## REQUIRED TASK
Please give back only the part of the listing that opens with the line containing "Objective — for every instance of the helmet" and closes with the line containing "[[309, 173]]", swapping "helmet visor" for "face shield" and keeping everything else unchanged. Leave the pictures out.

## DATA FOR THIS EXERCISE
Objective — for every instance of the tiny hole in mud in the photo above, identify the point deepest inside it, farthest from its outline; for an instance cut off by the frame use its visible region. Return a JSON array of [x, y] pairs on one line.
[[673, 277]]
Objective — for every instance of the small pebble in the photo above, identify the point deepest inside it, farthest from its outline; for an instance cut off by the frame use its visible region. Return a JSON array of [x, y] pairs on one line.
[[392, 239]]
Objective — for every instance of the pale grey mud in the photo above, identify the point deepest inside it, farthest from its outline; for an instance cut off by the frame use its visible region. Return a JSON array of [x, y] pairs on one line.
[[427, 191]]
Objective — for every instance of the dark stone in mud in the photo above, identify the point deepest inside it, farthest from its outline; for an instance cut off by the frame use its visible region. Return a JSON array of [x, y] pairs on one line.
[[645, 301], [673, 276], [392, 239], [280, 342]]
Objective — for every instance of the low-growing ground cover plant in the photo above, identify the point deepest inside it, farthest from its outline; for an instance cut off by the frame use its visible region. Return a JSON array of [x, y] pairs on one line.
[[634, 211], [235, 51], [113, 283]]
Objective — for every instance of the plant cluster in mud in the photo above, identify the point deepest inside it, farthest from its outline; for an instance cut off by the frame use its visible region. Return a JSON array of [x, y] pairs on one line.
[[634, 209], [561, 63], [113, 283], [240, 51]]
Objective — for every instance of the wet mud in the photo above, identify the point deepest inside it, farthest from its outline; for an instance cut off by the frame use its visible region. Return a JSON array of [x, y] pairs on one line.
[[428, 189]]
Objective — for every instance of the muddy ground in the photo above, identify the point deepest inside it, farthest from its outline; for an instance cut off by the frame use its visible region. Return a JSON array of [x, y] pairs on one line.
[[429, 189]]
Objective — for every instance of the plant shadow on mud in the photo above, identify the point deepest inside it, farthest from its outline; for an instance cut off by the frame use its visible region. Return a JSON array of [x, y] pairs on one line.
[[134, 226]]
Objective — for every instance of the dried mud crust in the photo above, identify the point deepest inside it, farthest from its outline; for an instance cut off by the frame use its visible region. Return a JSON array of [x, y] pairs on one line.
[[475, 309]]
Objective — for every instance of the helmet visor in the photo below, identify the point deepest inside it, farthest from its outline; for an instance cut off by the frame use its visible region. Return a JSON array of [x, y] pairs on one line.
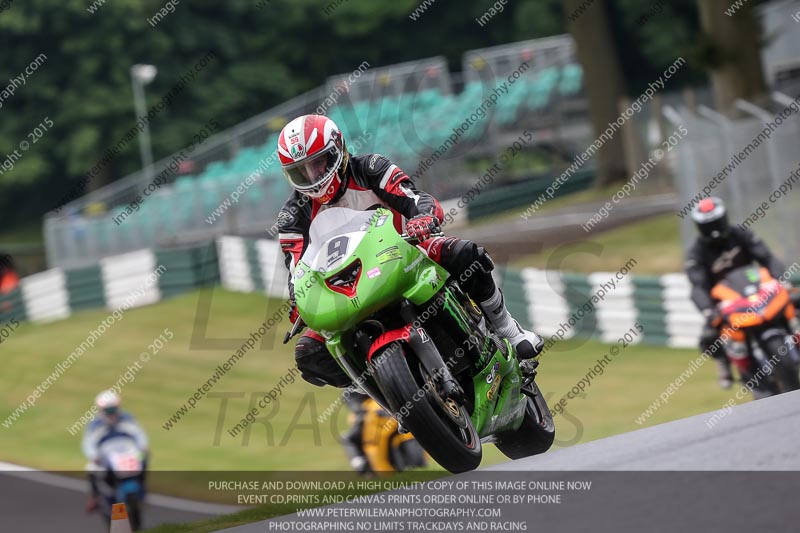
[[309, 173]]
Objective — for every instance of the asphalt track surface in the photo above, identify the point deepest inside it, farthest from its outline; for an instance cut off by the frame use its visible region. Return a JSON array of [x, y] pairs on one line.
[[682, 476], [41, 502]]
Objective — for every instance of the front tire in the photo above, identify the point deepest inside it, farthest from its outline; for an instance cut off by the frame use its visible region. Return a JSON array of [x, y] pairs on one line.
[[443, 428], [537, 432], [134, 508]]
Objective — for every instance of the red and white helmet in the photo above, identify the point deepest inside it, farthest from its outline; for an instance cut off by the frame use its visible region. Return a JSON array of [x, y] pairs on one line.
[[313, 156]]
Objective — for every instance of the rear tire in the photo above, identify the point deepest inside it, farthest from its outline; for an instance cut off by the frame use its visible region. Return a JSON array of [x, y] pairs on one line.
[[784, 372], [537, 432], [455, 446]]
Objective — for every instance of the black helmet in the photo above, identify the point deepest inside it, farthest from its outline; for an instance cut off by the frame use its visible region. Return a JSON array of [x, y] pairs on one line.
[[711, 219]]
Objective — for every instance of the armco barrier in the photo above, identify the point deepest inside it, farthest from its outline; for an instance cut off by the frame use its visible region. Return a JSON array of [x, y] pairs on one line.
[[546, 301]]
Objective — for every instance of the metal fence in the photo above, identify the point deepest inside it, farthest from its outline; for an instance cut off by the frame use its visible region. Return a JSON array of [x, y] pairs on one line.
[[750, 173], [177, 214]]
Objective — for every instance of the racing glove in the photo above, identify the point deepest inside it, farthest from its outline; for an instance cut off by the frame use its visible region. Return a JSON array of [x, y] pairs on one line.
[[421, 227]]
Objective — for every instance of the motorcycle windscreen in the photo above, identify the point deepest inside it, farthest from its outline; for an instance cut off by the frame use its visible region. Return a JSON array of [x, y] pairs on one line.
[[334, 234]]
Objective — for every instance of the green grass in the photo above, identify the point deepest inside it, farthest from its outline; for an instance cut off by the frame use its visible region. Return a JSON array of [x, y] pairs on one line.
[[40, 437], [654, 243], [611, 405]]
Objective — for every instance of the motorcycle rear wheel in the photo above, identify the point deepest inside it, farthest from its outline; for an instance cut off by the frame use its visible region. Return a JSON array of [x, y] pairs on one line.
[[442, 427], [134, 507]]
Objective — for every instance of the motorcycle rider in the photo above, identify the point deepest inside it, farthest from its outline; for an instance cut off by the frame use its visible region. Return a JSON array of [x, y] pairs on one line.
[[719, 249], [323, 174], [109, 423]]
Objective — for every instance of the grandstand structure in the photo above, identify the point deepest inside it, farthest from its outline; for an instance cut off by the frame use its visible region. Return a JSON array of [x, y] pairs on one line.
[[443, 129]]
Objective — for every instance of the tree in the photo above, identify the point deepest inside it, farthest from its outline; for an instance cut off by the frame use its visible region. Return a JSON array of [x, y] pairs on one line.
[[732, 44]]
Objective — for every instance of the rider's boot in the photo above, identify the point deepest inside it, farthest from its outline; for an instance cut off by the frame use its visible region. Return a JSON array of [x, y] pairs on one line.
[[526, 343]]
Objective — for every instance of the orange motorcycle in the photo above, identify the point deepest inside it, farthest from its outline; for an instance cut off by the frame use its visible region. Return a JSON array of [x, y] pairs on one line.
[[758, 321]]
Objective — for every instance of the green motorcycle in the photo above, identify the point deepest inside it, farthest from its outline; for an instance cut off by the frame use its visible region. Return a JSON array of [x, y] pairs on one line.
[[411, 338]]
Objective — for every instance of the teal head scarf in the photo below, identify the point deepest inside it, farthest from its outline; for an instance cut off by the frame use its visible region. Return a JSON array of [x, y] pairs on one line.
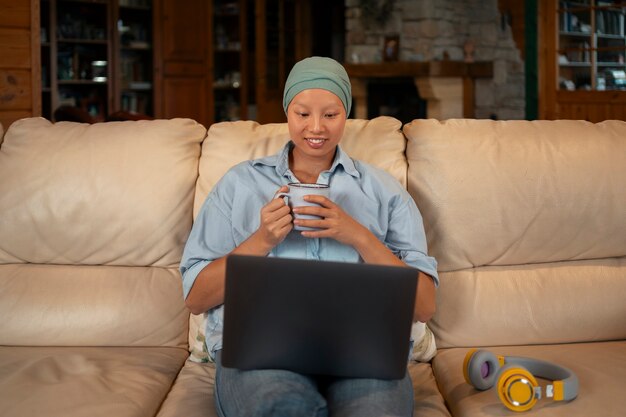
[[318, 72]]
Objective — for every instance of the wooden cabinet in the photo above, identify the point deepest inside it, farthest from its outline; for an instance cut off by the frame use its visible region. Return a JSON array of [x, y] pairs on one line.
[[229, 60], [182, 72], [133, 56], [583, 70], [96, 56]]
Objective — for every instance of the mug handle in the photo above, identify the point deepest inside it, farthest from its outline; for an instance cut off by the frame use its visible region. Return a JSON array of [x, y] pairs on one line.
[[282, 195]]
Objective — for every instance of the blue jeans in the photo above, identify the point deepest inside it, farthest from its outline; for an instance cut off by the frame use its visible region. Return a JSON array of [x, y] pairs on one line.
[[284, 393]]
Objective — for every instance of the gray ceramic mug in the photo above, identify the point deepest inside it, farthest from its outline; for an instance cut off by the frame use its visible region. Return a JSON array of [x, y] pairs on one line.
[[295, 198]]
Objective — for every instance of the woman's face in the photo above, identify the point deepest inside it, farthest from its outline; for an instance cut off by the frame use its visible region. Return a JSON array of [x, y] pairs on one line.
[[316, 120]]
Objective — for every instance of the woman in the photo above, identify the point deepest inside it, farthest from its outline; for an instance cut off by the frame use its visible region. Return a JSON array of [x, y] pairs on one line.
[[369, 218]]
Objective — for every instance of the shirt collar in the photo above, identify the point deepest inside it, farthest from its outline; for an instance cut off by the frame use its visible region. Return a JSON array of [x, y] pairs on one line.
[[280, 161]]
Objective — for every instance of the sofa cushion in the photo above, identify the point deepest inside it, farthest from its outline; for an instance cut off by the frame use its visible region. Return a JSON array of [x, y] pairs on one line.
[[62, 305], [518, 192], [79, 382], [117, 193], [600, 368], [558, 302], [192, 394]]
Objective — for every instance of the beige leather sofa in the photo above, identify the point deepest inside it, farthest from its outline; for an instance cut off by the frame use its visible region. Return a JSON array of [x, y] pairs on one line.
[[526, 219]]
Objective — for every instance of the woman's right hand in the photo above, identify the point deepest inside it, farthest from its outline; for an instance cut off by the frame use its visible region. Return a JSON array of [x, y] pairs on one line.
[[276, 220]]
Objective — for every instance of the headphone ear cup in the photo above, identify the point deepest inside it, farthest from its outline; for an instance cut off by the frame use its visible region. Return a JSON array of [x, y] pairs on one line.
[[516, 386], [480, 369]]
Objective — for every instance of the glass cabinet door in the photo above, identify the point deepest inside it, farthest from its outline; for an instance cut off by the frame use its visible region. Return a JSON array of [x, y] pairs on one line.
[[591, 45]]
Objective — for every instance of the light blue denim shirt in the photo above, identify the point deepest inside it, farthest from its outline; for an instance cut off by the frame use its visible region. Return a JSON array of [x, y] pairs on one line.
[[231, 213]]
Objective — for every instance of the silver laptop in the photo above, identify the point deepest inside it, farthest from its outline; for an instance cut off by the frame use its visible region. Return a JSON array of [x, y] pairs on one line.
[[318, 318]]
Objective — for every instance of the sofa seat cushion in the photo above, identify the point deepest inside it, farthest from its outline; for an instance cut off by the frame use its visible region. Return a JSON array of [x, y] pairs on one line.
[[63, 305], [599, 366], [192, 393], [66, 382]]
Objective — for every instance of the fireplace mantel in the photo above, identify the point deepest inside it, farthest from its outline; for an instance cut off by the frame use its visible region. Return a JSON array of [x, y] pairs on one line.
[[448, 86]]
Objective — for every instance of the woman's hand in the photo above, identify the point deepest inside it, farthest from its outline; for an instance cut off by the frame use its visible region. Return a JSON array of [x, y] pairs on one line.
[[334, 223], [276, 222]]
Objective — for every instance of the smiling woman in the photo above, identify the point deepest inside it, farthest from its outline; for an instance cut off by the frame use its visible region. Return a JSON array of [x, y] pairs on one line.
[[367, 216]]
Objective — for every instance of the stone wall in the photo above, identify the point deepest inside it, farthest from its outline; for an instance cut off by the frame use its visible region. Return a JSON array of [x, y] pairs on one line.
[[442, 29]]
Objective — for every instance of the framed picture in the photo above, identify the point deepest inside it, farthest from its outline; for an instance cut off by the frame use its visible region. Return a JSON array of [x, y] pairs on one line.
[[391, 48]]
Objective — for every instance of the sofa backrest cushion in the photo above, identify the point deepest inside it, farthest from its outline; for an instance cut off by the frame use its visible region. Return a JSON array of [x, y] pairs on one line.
* * *
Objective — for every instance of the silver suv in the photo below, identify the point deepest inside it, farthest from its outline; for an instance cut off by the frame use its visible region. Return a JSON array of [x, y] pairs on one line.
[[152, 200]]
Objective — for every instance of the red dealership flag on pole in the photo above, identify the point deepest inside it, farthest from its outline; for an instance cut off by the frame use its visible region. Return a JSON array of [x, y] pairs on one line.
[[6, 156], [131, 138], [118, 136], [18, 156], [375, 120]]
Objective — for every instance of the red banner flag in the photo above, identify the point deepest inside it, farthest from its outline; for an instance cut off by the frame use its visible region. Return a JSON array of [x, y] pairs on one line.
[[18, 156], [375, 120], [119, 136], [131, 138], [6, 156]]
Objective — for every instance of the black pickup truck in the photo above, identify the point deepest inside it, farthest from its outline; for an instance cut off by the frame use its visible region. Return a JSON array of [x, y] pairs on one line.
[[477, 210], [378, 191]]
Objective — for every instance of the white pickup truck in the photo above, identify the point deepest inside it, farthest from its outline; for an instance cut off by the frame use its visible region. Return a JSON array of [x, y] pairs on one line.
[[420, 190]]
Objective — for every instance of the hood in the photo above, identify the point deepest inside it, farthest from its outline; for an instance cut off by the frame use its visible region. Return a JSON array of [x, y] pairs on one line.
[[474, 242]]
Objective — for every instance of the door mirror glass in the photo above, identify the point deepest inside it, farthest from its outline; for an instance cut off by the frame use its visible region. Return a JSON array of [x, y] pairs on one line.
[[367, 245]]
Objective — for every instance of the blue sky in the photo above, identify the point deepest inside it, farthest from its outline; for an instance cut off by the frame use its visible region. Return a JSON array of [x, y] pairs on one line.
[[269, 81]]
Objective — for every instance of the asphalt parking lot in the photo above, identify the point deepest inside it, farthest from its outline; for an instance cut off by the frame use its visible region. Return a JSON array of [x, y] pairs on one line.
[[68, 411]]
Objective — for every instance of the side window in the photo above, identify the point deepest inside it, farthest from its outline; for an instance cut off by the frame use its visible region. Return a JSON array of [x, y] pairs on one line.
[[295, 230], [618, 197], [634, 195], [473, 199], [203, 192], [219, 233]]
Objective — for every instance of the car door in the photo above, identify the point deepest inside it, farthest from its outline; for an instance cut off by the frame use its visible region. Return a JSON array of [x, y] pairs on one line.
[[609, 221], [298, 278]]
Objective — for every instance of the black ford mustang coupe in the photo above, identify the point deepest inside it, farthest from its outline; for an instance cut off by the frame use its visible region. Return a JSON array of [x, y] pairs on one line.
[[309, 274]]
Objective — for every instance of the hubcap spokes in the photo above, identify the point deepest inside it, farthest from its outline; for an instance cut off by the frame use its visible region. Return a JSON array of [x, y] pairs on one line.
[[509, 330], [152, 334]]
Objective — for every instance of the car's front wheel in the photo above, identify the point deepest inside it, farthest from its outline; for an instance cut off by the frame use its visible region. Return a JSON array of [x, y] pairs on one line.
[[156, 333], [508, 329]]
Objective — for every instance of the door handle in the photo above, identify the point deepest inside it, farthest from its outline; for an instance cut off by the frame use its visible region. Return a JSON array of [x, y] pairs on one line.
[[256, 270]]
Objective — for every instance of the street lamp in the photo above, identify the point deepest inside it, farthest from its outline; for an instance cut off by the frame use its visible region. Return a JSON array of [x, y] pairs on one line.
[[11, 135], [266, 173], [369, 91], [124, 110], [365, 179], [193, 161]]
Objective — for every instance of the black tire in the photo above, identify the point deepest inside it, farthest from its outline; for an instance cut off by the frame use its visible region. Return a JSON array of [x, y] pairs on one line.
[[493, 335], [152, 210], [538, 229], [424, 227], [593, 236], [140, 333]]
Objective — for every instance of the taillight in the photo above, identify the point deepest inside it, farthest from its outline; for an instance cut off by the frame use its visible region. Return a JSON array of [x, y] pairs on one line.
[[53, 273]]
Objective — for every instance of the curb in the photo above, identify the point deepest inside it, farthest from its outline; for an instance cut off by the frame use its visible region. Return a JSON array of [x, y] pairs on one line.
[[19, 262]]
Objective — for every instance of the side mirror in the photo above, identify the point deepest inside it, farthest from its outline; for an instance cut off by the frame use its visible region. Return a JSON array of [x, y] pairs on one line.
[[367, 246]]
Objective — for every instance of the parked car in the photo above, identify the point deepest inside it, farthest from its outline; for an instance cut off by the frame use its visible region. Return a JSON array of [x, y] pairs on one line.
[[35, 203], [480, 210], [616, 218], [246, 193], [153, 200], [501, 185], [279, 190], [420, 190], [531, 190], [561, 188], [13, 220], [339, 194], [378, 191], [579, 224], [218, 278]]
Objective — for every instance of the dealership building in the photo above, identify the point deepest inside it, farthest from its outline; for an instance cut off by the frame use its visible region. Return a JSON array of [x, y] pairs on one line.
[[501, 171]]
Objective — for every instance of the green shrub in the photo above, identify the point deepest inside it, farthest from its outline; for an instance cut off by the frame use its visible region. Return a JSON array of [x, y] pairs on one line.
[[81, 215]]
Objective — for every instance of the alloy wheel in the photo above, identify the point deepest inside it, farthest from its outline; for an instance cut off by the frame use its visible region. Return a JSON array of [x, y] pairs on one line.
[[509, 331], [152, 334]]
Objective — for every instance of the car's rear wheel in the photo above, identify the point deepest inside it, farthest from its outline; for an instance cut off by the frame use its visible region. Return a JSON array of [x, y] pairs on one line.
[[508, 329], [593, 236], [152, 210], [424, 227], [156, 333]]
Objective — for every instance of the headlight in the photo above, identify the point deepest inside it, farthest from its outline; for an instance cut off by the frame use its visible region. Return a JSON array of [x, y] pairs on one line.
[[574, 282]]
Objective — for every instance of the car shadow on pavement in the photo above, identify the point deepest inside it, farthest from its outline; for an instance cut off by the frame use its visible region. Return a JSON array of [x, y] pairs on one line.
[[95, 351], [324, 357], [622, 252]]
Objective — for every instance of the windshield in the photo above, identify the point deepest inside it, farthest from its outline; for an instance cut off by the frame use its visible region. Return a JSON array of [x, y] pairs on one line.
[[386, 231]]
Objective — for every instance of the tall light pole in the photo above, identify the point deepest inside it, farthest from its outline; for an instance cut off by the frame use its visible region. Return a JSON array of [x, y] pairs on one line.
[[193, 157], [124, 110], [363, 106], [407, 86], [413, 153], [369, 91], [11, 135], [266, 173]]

## THE RESULT
Objective — for every instance of the face shield in the photo below, identify the point deepest inside it, farthest from its outline; for an instance cut off by the frame use its visible region. Return a JSON array of [x, y] pairs on one line.
[[309, 173]]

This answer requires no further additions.